◆ **Selected text**:
==================================================

Arhoolie Foundation to Digitize Oster Field Recordings

Between 1956 and 1963, Dr. Harry Oster, professor of English at LSU Baton Rouge, roamed the back roads of Louisiana in search of traditional music. A background in literary folklore put him on the trail of French and Anglo ballads, but it did not take long for a much broader field of music and related culture to reveal itself: blues, Cajun dance music, African American old time fiddle tunes, creole catholic hymns called cantiques, traditional New Orleans jazz, Mardi Gras Indian chants, church services, informal jam sessions and religious gatherings, prison work songs and spirituals, children’s songs, street vendor cries, personal histories, and folktales.

Willie B. Thomas plays for loved ones while Harry Oster records and German documentarian Dietrich Wawzyn films
Willie B. Thomas plays for loved ones while Harry Oster records and German documentarian Dietrich Wawzyn films. Photo by Chris Strachwitz.

In 1964 Oster moved to Iowa where he continued to record regional music traditions including Czech, German, Norwegian, Scots-Irish, Amanite, Mennonite, Dutch, and Mesquakie. He also brought southern musicians such as Son House, Robert Pete Williams, and Reverend Gary Davis to perform at the University of Iowa.

Robert Pete Williams, whose powerful blues songs were recorded by Harry Oster at Angola Prison in Louisiana. Photo by Harry Oster.

Oster’s Louisiana recordings invite us into corners of America most of us have never seen, offering glimpses of a rural world evolving with the times yet inextricably bound to its plantation past. Some of them were issued on his independent label Folklyric Records, and later reissued on Arhoolie. The vast majority of them, however, remain unissued, unidentified and largely unheard altogether.

In 2006, the Arhoolie Foundation catalogued and digitized what we understood to be the last of Oster’s field recordings bestowed to us by his widow. In 2012 we discovered that many known recordings listed in discographies and mentioned in Oster’s writings could not be accounted for among the tapes in our collection, nor were they to be found in the few other repositories with which he had relationships. Further inquiries with his widow revealed several hundred additional tapes still in her possession: not only the lost sessions in question, but many more spanning the full breadth of his career beginning with his earliest Louisiana recordings of French ballads, Creole hymns and Cajun dances, all the way to the fiddle tunes, breakdowns and blues he captured in Iowa decades later.

Thanks to a generous grant from the Grammy Museum, we have hired Grammy-nominated audio restoration engineer Jessica Thompson to digitally preserve this long lost treasury of recordings. She writes, “A collection of field recordings like this offers an incredibly deep insight into historic music scenes. These recordings are not just the hits or the best takes. They contain all the interstitial information, which adds tremendous value—the conversations before and after songs, the audible evolution of songs among different performers and over the years, the interactions between Oster and the performers he recorded. These tapes wind up being primary source records of the music and culture of a particular time and place, which makes them of great historic importance to folklorists, musicologists and other researchers.”

==================================================

◆ **Exercise instructions**:
[A] Answer these about the article on Harry Oster's field recordings:
(i) In what year did Oster move to Iowa?
(ii) Who took the photo of Willie B. Thomas playing for loved ones?
(iii) What organization gave the grant that paid for digitally preserving the recordings?
[B] From the article on Harry Oster's field recordings, extract the part that opens with the words containing "Arhoolie Foundation to" and closes with "histories, and folktales.".

◆ **Supplied records**:
==================================================

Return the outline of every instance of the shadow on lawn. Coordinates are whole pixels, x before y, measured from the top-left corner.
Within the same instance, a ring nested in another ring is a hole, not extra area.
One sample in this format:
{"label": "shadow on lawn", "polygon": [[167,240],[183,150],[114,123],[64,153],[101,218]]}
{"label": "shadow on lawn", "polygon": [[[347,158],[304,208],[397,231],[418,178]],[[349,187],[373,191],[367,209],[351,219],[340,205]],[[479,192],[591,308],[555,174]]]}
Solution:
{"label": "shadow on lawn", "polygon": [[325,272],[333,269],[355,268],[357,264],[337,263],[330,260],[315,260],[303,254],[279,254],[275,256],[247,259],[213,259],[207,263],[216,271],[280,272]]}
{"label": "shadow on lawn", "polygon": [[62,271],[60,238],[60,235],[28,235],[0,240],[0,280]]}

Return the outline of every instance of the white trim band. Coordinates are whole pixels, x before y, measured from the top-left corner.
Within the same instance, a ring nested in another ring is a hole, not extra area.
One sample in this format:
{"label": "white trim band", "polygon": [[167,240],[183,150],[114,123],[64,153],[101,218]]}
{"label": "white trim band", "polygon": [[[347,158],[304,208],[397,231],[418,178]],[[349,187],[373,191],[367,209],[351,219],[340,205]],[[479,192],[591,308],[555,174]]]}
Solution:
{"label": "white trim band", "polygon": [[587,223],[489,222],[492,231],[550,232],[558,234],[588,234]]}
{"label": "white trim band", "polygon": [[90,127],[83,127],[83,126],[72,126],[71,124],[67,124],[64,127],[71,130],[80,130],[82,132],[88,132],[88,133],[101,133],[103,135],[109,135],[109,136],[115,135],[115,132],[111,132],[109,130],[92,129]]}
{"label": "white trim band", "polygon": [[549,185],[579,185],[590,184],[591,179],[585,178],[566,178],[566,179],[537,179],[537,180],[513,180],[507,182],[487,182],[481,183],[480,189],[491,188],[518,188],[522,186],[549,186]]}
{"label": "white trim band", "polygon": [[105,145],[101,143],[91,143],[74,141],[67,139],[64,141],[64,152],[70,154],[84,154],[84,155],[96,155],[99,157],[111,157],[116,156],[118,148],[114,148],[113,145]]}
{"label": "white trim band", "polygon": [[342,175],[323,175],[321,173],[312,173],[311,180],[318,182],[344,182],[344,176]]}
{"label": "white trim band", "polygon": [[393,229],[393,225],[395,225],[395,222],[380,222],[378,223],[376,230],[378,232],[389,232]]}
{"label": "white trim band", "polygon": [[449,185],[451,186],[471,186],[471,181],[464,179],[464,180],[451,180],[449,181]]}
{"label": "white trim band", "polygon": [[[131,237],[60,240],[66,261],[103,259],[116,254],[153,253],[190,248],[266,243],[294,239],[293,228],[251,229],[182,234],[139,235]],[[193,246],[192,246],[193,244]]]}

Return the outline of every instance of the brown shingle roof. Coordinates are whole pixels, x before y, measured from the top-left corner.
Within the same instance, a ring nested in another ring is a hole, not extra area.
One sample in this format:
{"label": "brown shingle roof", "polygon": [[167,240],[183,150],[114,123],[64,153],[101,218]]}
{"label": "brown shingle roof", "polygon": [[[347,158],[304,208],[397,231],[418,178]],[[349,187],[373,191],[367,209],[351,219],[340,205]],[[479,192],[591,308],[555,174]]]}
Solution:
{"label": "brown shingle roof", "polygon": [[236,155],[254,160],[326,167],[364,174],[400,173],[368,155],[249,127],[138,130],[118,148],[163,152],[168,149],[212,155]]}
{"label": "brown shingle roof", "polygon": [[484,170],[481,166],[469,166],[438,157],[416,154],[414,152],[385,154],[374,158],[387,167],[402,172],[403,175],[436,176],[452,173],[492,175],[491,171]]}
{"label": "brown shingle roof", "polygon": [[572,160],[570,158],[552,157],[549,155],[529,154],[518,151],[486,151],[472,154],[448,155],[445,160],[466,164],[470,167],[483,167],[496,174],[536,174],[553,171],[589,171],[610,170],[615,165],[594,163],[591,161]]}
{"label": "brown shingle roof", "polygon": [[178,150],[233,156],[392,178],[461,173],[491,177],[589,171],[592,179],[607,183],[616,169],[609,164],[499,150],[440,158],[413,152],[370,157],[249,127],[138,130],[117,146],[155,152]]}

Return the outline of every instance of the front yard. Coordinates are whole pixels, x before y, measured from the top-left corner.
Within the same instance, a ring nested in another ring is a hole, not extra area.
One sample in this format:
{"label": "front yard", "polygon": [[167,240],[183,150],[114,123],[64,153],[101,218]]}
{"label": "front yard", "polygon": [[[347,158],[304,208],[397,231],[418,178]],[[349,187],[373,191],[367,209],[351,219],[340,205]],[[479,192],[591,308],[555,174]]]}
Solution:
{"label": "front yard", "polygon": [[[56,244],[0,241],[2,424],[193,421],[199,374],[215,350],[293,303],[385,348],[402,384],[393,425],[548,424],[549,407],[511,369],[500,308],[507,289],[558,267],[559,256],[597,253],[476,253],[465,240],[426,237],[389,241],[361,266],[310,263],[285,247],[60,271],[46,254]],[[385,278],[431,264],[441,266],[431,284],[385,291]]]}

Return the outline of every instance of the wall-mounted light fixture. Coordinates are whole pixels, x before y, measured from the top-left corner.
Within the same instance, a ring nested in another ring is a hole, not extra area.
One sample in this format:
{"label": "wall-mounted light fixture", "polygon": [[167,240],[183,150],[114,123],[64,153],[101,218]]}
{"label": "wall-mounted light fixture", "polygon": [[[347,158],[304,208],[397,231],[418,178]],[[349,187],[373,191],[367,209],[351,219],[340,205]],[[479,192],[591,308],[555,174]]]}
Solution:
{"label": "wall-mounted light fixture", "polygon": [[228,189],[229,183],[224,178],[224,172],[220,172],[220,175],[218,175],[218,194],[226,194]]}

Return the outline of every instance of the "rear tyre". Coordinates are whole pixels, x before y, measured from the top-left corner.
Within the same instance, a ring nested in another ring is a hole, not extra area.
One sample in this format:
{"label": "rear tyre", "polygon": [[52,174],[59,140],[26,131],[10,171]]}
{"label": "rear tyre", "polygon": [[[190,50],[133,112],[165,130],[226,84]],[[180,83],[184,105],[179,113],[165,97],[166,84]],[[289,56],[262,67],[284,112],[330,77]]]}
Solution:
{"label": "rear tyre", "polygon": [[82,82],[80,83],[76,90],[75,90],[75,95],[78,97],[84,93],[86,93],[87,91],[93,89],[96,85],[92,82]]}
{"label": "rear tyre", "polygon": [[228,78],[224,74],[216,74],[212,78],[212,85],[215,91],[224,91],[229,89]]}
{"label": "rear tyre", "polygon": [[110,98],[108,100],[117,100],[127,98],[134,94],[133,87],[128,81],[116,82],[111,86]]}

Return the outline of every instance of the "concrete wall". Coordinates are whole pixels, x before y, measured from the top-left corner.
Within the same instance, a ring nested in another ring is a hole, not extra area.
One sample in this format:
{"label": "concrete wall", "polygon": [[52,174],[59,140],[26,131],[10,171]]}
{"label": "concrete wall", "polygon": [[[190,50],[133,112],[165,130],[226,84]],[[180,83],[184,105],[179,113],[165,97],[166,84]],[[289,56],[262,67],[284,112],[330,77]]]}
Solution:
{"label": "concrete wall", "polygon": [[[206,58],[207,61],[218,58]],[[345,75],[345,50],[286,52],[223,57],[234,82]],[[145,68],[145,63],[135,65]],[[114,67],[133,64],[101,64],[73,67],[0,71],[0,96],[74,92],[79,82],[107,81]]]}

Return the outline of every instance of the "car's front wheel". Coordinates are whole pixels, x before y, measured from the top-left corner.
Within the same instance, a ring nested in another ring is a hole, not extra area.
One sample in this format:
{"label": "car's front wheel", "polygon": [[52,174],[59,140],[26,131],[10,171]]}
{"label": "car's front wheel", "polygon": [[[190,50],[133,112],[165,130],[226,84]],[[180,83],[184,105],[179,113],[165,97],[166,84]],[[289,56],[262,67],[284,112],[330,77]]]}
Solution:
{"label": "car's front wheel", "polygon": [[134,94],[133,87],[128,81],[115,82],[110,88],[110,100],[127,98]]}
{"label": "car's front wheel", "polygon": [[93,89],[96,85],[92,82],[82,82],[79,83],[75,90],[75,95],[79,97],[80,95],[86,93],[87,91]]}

==================================================

◆ **Solutions to each task**:
[A]
(i) 1964
(ii) Chris Strachwitz
(iii) The Grammy Museum

[B]
Arhoolie Foundation to Digitize Oster Field Recordings

Between 1956 and 1963, Dr. Harry Oster, professor of English at LSU Baton Rouge, roamed the back roads of Louisiana in search of traditional music. A background in literary folklore put him on the trail of French and Anglo ballads, but it did not take long for a much broader field of music and related culture to reveal itself: blues, Cajun dance music, African American old time fiddle tunes, creole catholic hymns called cantiques, traditional New Orleans jazz, Mardi Gras Indian chants, church services, informal jam sessions and religious gatherings, prison work songs and spirituals, children’s songs, street vendor cries, personal histories, and folktales.